**GIVEN PROBLEM**
Copy the listing below from its start through the line with "[[[78,138],[76,191],[181,190],[180,138]]]", swapping "crowd silhouette" for "audience silhouette" and changing nothing else. Leave out the pictures.

**RECORDS FOR PROCESSING**
■ ■ ■ ■ ■ ■ ■
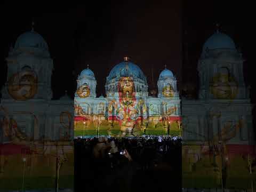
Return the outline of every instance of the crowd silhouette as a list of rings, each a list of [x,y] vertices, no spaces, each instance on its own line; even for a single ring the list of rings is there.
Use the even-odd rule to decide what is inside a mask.
[[[78,138],[76,191],[181,190],[180,138]]]

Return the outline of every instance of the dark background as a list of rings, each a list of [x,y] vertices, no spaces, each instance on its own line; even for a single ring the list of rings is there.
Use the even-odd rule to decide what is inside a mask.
■ ■ ■ ■ ■ ■ ■
**EXERCISE RESULT**
Return the outline of every instance of the audience silhouette as a list of rings, each a list of [x,y] vertices, no spaces, each instance on its own line; even for a single ring the list of rings is there.
Use the even-odd rule to decide what is inside a mask.
[[[78,138],[76,191],[181,190],[180,138]]]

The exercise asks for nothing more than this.